=== Текст для чтения ===
========================================================================

У меня здесь, на чужбине, не сохранилось то письмо к друзьям, в котором я высказал свое мнение о первом номере «Мира искусства», но мне запомнилось в общих чертах, в чем заключалась критика. Особенно досталось за предоставление значительной части иллюстраций Васнецову. Все это было не лишено основания и возможно, что с многим иные из моих друзей согласились бы, но то, что мой отзыв был лишен поощрения, – огорчило всех и внесло ненадолго в наши отношения некоторый холод. Не того друзья мои и единомышленники от меня ожидали. Находясь вдали от них, от общей, захватившей их всех работы, я не подозревал, какие трудности им пришлось преодолевать в деле, в котором все они были новичками. Главными же двигателями этого общего труда были Философов и Дягилев, и они‑то более всего обиделись на мои недостаточно прочувствованные слова…

Считаю не лишним привести выдержку из статьи Философова, написанной им, правда, много лет позже, но в которой, пожалуй, все же звучит род самооправдания в ответ на мою критику. В то же время эти строки дают яркое представление именно об этой общей подготовительной работе по созданию нашего журнала. «Теперь (писал Философов в 1916 г.) русское издательство удивительно продвинулось вперед. Те времена, когда книга Шильдера „Александр I“ считалась художественным изданием, а Экспедиция государственных бумаг – рассадницей хорошего вкуса, прошли безвозвратно. Замечается даже скорее некоторая усталость от изящных переплетов, виньеток, обложек. Второе поколение мироискусственников, вроде Чехонина, Митрохина, Нарбута и др., в достаточной мере научили русскую публику ценить красоту книги. Но тогда, какие‑нибудь двадцать лет назад, у нас в техническом смысле была пустыня аравийская. И мечтатели, долго спорившие о том, следует ли сразу „ошеломить буржуя“ или сначала его обласкать, преподнеся „Богатырей“ Васнецова, должны были прежде всего превратиться в техников. Шрифт они откопали в Академии наук – подлинный елисаветинский (вернее, не самый шрифт, а матрицы, по которым и был отлит шрифт). Необходимую меловую бумагу они добыли только на второй год издания, а пресловутая бумага verge (кто только ею теперь не пользуется?) нашлась лишь к третьему году. Только с 1901 г. внешний вид журнал получил удовлетворительный для самих редакторов, тогда как до того каждый выпуск вызывал новые огорчения, а порой и отчаяние. Фотографических снимков с картин никто не умел делать; на помощь пришел старик А. К. Ержемский, автор самоучебника фотографии. Изготовлять клише также не умели. Кто подумает, что прославившаяся с тех пор фирма Вильборг, с таким успехом соперничающая с Европой, изготовила нам клише такого плохого качества, что пришлось обратиться с заказом за границу».

========================================================================

=== Цель задания ===
С какого года, согласно отрывку о журнале «Мир искусства», внешний вид журнала стал удовлетворительным для самих редакторов?

Сохранённые строки:
========================================================================

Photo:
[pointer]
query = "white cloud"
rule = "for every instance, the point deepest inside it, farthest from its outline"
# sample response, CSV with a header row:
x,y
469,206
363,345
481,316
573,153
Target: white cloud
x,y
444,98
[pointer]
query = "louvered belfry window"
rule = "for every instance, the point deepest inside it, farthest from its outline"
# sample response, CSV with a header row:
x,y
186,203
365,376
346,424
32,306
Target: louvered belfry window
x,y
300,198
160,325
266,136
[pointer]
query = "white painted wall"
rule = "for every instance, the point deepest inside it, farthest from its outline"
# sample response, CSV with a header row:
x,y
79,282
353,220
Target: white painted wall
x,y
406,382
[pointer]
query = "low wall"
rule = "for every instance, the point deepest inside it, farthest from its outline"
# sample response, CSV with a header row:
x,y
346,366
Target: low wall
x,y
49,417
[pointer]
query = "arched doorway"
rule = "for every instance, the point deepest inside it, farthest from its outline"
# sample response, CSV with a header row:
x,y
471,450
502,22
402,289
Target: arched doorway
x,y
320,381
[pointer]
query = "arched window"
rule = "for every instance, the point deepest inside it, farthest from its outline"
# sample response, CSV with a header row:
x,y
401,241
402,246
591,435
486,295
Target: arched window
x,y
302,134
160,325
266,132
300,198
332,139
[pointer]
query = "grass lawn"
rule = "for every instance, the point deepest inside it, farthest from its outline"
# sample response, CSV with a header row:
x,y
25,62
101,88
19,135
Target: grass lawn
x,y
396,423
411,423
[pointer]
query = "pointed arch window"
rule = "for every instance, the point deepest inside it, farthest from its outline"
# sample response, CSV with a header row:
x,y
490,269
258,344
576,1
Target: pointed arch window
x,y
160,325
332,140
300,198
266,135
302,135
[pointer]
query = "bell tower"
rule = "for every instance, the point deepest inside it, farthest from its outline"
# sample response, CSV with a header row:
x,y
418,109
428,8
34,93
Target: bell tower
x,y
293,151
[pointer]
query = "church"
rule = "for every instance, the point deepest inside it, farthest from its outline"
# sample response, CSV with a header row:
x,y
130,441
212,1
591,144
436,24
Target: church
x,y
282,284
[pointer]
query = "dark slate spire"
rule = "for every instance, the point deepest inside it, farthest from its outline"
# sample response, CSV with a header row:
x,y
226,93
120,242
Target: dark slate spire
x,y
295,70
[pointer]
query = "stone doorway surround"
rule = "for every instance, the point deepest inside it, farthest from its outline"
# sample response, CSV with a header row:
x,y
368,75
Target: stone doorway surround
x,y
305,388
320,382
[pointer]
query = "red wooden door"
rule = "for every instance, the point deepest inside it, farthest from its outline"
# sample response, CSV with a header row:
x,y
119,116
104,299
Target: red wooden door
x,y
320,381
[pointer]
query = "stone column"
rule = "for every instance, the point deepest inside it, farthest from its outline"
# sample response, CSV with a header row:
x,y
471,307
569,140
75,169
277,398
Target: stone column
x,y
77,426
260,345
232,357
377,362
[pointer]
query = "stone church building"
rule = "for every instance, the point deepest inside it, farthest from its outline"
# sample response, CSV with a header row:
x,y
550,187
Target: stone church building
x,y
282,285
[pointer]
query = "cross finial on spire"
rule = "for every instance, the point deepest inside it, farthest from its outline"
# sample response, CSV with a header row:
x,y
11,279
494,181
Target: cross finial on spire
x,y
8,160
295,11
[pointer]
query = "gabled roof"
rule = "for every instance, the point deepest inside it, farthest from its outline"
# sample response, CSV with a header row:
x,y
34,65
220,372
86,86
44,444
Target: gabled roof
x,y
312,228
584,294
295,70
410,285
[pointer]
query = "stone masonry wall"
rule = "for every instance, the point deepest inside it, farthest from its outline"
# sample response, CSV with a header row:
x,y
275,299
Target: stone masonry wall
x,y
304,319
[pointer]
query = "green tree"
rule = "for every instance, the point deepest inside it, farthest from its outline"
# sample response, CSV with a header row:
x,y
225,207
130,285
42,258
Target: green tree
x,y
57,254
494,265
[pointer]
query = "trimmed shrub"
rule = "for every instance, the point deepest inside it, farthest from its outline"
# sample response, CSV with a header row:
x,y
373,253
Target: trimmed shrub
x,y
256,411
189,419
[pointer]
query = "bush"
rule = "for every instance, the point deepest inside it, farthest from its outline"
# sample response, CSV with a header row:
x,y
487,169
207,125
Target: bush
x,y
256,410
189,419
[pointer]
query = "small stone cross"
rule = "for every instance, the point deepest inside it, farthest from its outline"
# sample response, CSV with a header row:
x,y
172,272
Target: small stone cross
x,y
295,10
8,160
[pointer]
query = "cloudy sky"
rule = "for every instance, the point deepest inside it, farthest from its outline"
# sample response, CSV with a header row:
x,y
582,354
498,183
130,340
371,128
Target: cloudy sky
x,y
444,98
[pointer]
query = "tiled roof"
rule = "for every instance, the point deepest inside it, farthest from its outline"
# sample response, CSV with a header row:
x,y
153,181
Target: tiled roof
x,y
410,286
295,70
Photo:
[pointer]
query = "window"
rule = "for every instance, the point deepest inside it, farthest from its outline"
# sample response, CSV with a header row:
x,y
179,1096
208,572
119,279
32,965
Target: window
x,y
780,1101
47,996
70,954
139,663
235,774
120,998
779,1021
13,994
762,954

========================================================================

=== Ответ ===
Внешний вид журнала стал удовлетворительным для самих редакторов с 1901 года.